The task: Every record must be transcribed in its entirety, apart from the images, which are to be omitted.

[Materials provided start]

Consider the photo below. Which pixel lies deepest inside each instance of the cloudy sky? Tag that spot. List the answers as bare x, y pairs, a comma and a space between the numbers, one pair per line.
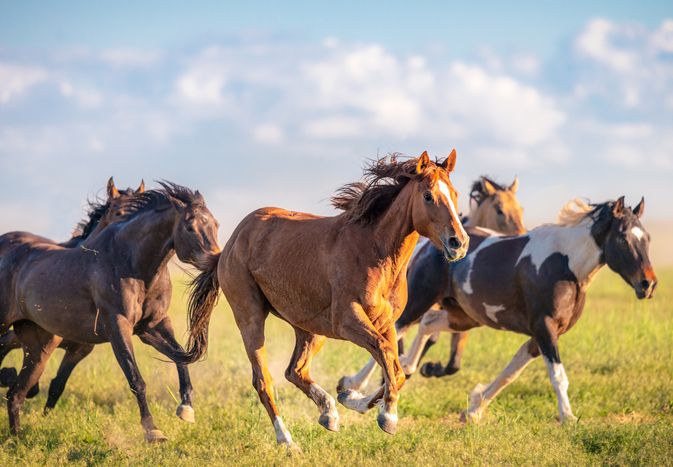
279, 103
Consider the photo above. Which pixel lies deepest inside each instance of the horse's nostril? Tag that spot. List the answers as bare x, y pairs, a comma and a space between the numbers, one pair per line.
454, 243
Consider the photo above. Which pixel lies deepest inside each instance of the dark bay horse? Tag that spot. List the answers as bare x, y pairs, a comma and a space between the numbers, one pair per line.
536, 284
99, 292
99, 215
342, 277
155, 309
492, 206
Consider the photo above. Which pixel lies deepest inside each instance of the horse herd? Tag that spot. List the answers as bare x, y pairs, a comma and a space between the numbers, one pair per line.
361, 276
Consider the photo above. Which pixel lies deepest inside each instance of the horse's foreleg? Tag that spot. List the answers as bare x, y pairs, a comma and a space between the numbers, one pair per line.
358, 329
433, 321
38, 346
437, 369
547, 341
306, 346
119, 332
74, 354
162, 337
482, 395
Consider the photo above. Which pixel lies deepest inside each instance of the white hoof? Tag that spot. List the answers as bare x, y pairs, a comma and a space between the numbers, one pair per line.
155, 436
186, 413
569, 419
353, 400
387, 422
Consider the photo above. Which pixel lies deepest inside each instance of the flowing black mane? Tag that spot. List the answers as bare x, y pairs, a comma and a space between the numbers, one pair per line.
384, 178
170, 193
477, 192
95, 213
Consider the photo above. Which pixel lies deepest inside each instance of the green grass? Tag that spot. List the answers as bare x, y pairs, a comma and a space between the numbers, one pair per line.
618, 359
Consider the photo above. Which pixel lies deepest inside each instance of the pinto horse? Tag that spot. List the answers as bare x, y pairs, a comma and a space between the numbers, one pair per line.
536, 284
342, 277
99, 292
492, 206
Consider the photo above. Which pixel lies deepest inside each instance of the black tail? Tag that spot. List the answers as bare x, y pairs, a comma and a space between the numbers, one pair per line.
204, 292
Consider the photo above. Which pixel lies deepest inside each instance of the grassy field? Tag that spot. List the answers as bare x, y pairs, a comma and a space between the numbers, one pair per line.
618, 359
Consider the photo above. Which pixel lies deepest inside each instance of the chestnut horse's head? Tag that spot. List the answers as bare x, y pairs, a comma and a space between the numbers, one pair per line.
495, 207
434, 212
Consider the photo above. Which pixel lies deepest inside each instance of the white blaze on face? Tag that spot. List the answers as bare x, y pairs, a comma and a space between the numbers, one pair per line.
638, 233
444, 189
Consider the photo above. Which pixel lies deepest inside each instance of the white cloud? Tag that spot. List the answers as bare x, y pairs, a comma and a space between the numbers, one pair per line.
596, 42
16, 80
268, 133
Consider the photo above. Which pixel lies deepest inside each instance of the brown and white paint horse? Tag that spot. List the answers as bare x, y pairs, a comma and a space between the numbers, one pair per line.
536, 284
342, 277
492, 206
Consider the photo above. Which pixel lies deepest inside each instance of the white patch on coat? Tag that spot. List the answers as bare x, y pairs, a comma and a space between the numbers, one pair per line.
637, 232
489, 232
469, 260
444, 189
282, 435
491, 310
575, 242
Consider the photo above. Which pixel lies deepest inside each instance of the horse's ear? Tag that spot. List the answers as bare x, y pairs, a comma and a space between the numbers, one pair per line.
489, 189
450, 162
618, 207
423, 162
639, 210
514, 187
112, 191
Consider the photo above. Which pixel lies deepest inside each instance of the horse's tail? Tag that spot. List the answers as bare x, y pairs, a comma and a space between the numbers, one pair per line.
203, 295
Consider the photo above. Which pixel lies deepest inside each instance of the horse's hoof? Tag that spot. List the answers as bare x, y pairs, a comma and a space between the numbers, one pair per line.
155, 436
34, 391
292, 448
468, 417
387, 422
569, 420
343, 384
329, 422
8, 377
353, 400
186, 413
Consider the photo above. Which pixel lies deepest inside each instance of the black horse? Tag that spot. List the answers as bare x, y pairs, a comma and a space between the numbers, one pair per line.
104, 290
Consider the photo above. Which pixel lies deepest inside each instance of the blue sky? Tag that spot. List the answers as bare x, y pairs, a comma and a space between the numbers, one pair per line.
263, 103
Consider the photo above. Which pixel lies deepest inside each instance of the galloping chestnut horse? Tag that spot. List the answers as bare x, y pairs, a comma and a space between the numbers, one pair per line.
98, 293
536, 284
492, 206
342, 277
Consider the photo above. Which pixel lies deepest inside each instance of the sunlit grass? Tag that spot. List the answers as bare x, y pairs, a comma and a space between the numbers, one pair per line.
618, 358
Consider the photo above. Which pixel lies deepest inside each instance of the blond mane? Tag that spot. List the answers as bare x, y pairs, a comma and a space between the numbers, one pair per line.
574, 212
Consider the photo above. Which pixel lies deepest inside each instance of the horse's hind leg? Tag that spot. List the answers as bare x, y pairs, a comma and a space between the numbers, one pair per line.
8, 342
306, 346
38, 346
74, 354
162, 337
482, 395
120, 333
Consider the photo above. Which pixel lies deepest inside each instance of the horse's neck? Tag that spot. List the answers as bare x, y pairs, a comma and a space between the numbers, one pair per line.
394, 232
149, 240
576, 242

[Materials provided end]

Correct response:
Consider the photo below. Which pixel lies deepest inside each instance of the cloudy sky? Tag that spot. List the answers as bare x, y pairs, a comma and a space between the numbers, one pair per line.
279, 103
Consider the photo above. Which pixel lies deepest inside each instance of the horse's nostril? Tag that spot. List the answers as bare x, y pairs, a comma and a space between the numbers, one pair per line.
454, 243
Consider the photo above. Which pixel lies deepest inside each instance of the dark bay horse? Tag that spot. List the answers as bare x, y pairs, a comma and a space between the numbers, one pair per line.
536, 284
99, 292
99, 215
342, 277
155, 309
492, 206
Consider the photo above. Which pixel lies deepest inside each instance of the horse herd? Tag that spot. List the answers as bare x, y pairs, a comma and a space between the numbers, one pair per line.
361, 276
Consider the photo above. Which pixel lies deepest inside each instance of the horse's foreleg? Tag that spot. List the answers as bare x, y pairs, a comma and a space between the numbers, one pair per line.
358, 329
433, 321
38, 346
437, 369
547, 341
306, 346
119, 332
74, 354
162, 337
482, 395
Consider the photo above. Which pixel lies deepest inside each instance of the white hoof? Tag that spot. List the answers as bare x, y pairs, a comma and a space between the numbers, one pair per line.
155, 436
186, 413
569, 419
353, 400
387, 422
Consider the photo above. Which pixel lies deepest inside each instance of the flowing black mane? Tag that spot. List the answers as bare x, y pairs, a comma and a space between the numbers, one pair per line.
384, 178
170, 193
477, 192
95, 213
Consider the photo above. Which pixel lies deepest inside each instance of the green grass? Tag that spot. List the answers as bare x, y pairs, a comma and a space between the numbers, one pair per line.
618, 359
Consider the photo above. Which pixel lies deepest inside each instance of the pinto horse? Tag that spot. List the answers as bare x, y pairs, a comma and a space between the numbers, one pair per line.
536, 284
342, 277
99, 292
492, 206
Consider the photo above. Which pixel lies deepest inside each instance of the black tail? Tag that spot. List the answers as bare x, y pairs, a comma and a space between the numbers, one pair per line.
204, 292
Consider the photo above. Which pixel lies deepest inside each instance of the grassy field? Tag that spot. List the answers as bare x, y pairs, a comma and a space between the numbers, one pair per line.
618, 359
Consider the photo above. Which pixel lies deepest inside each instance of the chestnut horse's head? Tag that spot. List the answers as bare x, y pairs, a comma and a space between the numbers, one pair per line.
495, 207
434, 212
Consider the photo above. Which pixel lies deepest inside each instance of the white blaze on face? Tag that spot. List the answers as bare x, y pairs, a comma and a space between the numbers, one pair per line.
638, 233
444, 189
Consider the photo above. Which pixel lies deepest inside each instance of the white cloud? Tag that spot. List the answers as bare x, y pairs, a comma and a space between the numbers, one pair per line.
596, 42
16, 80
268, 133
Consider the photo above. Which pixel lies deepest inside each instance of the brown and white paint horse? Tag that spot. List the answers as bare x, y pairs, a comma and a space between the numbers, one pair per line.
536, 284
342, 277
492, 206
Consider the photo above. Which pixel lies deepest inside each instance of the white patch on coat? Tag that spot. List the answers as bare x, y pairs, a comma and a space between the numbers, one pair per line.
637, 232
489, 232
469, 260
444, 189
282, 435
491, 310
575, 242
Consider the photo above. Which pixel lies deepest inside each instance of the horse's ear? Tag that spot. List the answers as bare x, y pairs, a comma and a space between the numbers, one pair per line.
489, 189
450, 162
618, 207
423, 162
639, 210
514, 187
112, 191
Consider the photo above. Which pixel lies deepest inside each instance of the horse's tail? Tag that spot. List the answers as bare x, y pairs, a comma and a space between the numbers, one pair per line.
203, 295
Consider the photo above. Which pixel lies deepest inside each instance of the horse's hoof? Tag that spot. List the answers as bare x, y pairs, a comma and a space between the numbers, one pair per line.
155, 436
34, 391
292, 448
468, 417
387, 422
569, 420
343, 384
329, 422
8, 377
353, 400
186, 413
Consider the photo above. Which pixel lies deepest inside each instance of the black horse? Tag that spot. List the answers as bare x, y pairs, a comma and a space between the numbers, one pair per line.
104, 290
Consider the photo above. Which pixel lies deepest inside each instance of the blue sky? Tag that spot. List the answers as bare x, y pairs, a comma and a space between the numbers, one pair per line.
263, 103
Consider the photo above. Which pixel lies deepest inside each instance of the galloping chestnut horse? Tag that spot. List the answers as bare x, y pairs, a comma and a space between the numbers, one pair per line.
98, 293
536, 284
492, 206
342, 277
Consider the photo above. Which pixel lies deepest inside each instance of the sunlit grass? Tag that spot. List the answers as bare x, y pairs, a comma and a space between the numbers, one pair per line.
618, 358
Consider the photo above. Which pixel lies deepest inside each instance of the blond mane? Tag that spot. List the answers as bare x, y pairs, a comma and a space between the numbers, one pair per line.
574, 212
Consider the photo above. Which pixel lies deepest inside each instance of the horse's hind leg? Tag that spot. List the answers as bare x, y pairs, a comma and a space between the numbers, one pair per line.
8, 342
306, 346
38, 346
74, 354
162, 337
482, 395
120, 333
Consider the photo above. Which pixel lies deepest inside each instance of the horse's neck? Tag that spot. List the answers as bare x, y pairs, a comma and a space between the numbers, one pair per line.
394, 232
149, 240
576, 242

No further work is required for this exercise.